● What this task involves
From the text on Florida's opioid law, write out the passage that begins at the words "The bill includes" and stops after the words "and palliative care.".

● Document text
[Start of Attachment]
On March 19 the Florida Governor signed into law, legislation containing numerous provisions aimed at curbing and controlling the opioid crisis in Florida. This legislation, House Bill 21, includes several provisions called for, and supported by the Governor since efforts to address opioids failed in 2017, and is seen as a first step for Florida against the opioid scourge.

The bill includes key provisions restricting days’ supply of opioids for prescriptions written to treat acute pain as well as other requirements working in conjunction with the prescribing limitations to address opioid addiction. House Bill 21 redefines standards of practice for treatment of acute and chronic pain while maintaining exceptions for opioid utilization in treating pain associated with cancer, end-of-life and palliative care.
[End of Attachment]
● Record set
[Start of Attachment]
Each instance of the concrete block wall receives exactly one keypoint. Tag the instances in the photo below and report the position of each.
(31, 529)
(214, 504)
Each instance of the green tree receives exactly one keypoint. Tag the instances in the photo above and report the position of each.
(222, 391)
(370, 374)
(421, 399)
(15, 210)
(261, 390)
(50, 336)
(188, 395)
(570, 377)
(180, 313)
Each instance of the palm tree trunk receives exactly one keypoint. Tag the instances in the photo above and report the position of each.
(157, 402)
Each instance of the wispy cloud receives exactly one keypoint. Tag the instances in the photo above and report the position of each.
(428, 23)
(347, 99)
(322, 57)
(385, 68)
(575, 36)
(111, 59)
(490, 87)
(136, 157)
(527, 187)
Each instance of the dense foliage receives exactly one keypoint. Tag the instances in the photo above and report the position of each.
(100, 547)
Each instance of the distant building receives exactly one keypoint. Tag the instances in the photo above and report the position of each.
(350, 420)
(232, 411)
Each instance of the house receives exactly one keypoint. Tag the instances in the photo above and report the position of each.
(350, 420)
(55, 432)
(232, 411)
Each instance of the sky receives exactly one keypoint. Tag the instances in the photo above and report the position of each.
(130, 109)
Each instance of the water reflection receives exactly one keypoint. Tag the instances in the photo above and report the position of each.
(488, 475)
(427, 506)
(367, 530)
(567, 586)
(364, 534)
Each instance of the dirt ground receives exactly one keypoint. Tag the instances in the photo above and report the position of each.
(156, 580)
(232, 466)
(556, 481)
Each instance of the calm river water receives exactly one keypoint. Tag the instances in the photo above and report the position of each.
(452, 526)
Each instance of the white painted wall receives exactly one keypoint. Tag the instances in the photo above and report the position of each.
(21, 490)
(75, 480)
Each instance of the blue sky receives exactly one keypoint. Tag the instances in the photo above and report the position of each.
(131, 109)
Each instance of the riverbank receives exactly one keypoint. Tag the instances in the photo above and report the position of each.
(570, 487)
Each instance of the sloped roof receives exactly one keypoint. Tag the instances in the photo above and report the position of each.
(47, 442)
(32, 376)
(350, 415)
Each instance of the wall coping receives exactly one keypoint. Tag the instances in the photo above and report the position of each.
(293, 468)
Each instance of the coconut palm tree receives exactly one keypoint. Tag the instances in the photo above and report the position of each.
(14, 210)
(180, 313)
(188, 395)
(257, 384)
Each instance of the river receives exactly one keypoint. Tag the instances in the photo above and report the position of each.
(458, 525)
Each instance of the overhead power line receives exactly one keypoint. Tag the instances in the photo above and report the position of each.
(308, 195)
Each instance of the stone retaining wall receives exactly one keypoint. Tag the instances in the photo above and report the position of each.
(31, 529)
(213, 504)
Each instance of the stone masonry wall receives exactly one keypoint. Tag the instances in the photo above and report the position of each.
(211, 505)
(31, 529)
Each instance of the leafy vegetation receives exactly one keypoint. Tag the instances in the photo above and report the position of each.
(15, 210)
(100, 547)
[End of Attachment]
● Task answer
The bill includes key provisions restricting days’ supply of opioids for prescriptions written to treat acute pain as well as other requirements working in conjunction with the prescribing limitations to address opioid addiction. House Bill 21 redefines standards of practice for treatment of acute and chronic pain while maintaining exceptions for opioid utilization in treating pain associated with cancer, end-of-life and palliative care.